● Exercice court A
D'après le texte sur la bonification de dépaysement, dans quel ministère la proportion de bénéficiaires est-elle la plus forte, et à combien s'élève-t-elle pour les pensions liquidées en 2001 ?
● Exercice court B
Poursuivez le texte sur la bonification de dépaysement à partir de sa dernière phrase.

● Texte à lire
.....
Faute de mise en place d’un dispositif du type « compte individuel de retraite », les informations disponibles sur l’impact réel de ces dispositions sont lacunaires. Aussi est-il impossible de connaître le poids des bonifications de dépaysement acquises aujourd’hui par les fonctionnaires en activité. De même, est-on dans l’incapacité d’analyser -y compris pour les pensions venant d’être liquidées- la zone géographique d’accomplissement des services ouvrant droit à la bonification de dépaysement et d’apprécier par exemple la part respective de ceux accomplis dans les DOM-TOM et dans chacun des continents hors d’Europe. Les informations communiquées par le service des Pensions permettent cependant d’appréhender, à grands traits, l’impact de cette bonification, à savoir qui sont les bénéficiaires, et de mesurer les coûts tant actuels que futurs qui s’y attachent.

1 – Les bénéficiaires

Au 31 décembre 2001, 16 % du total des pensions civiles en paiement (soit 162 021 sur un peu plus d’un million de pensions en service) intégraient, à des degrés divers, la bonification pour services hors d’Europe. En moyenne, celle-ci avait pour effet de porter le taux de liquidation de 69,57 % à 73,93 % soit un gain moyen de 4,36 points. Cette approche en termes de stock reflète les liquidations effectuées depuis plus de 20 ans. Elle doit donc être complétée par une analyse plus actuelle, celle des flux de liquidation, à savoir les pensions nouvelles concédées en 2001. Cette analyse fait apparaître que 12,6 % des pensions liquidées en 2001 (soit 7 219) intégraient cette bonification et qu’en moyenne elle augmentait le taux de liquidation de 4,51 points.

D’un impact global significatif et ne paraissant décroître qu’assez faiblement (100), cette disposition affecte en pratique de façon très variable les différentes catégories de fonctionnaires et les administrations.

Les fonctionnaires de catégorie A en sont plus fréquemment bénéficiaires : près de 18 % des pensions civiles liquidées en 2001 au profit des fonctionnaires de catégorie A intégraient cette bonification contre respectivement 13 % et 6,5 % pour ceux de catégories B et C.

Si, fort logiquement, c’est au ministère des affaires étrangères que la proportion de bénéficiaires est la plus forte (74 % des pensions liquidées en 2001), on constate également un impact significatif de cette disposition au ministère de l’éducation nationale (15,9 %), au ministère de la recherche (13,3 %) ainsi qu’au ministère des finances (10 %).
.....
● Données fournies
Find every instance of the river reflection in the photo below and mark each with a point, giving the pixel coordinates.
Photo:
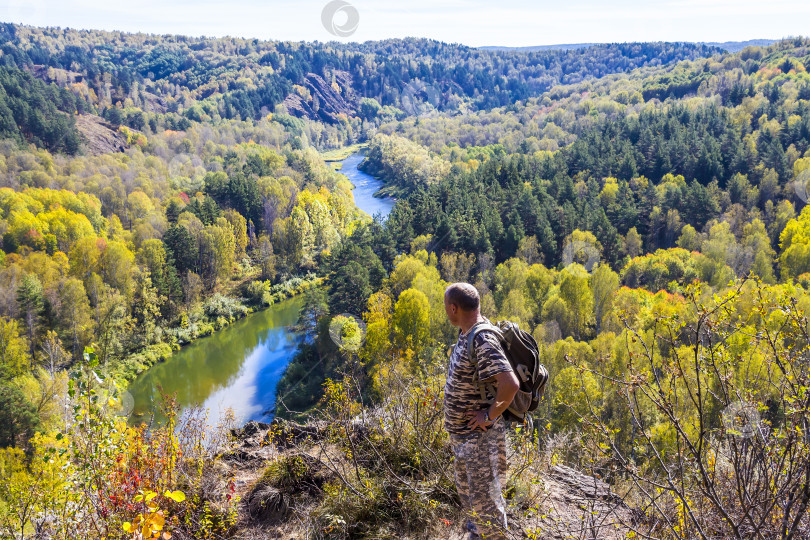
(238, 368)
.....
● Réponse attendue A
Au ministère des affaires étrangères, avec 74 % des pensions liquidées en 2001.

● Réponse attendue B
L’analyse par corps et par grade confirme cette situation. Ainsi, toujours sur la base des pensions civiles liquidées en 2001, il apparaît que 52 % des conseillers principaux d’éducation (durée moyenne de service hors d’Europe de 652 jours), 22 % des professeurs des universités (durée moyenne de 751 jours), 28 % des directeurs de recherche de 2ème classe au CNRS (durée moyenne de 392 jours), 24,7 % des professeurs d’enseignement général de collège (durée moyenne de 1 763 jours), 22,4 % des professeurs certifiés (durée moyenne de 1 233 jours) ou encore 21 % des professeurs agrégés (durée moyenne de 1 124 jours) ont bénéficié dans le calcul de leur pension de cette bonification de dépaysement.

Si aucun système d’information ne permet de connaître directement la répartition par zone géographique des services ouvrant droit à bonification, diverses indications communiquées à la demande de la Cour par le service des pensions permettent de penser que, dans un nombre non négligeable de cas, cette bonification dite « de dépaysement » bénéficie en pratique à des agents nés dans les départements d’outre-mer, y ayant fait une partie de leur carrière et y résidant une fois radiés des cadres. Ainsi, sur les quelque 7 200 pensions liquidées en 2001 avec application de cette bonification, 900 bénéficiaires étaient nés en Martinique ou en Guadeloupe et y résidaient après leur cessation d’activité (durée moyenne de neuf ans environ). C’était également le cas de près de 400 bénéficiaires pour la Réunion (durée moyenne un peu inférieure à neuf ans).

(100) Le pourcentage de pensions liquidées avec bonification de « dépaysement » était de 15,9 % en 1990 pour un gain moyen de 4,16 % et de 13,9 % pour un gain de 4,07 % en 1995.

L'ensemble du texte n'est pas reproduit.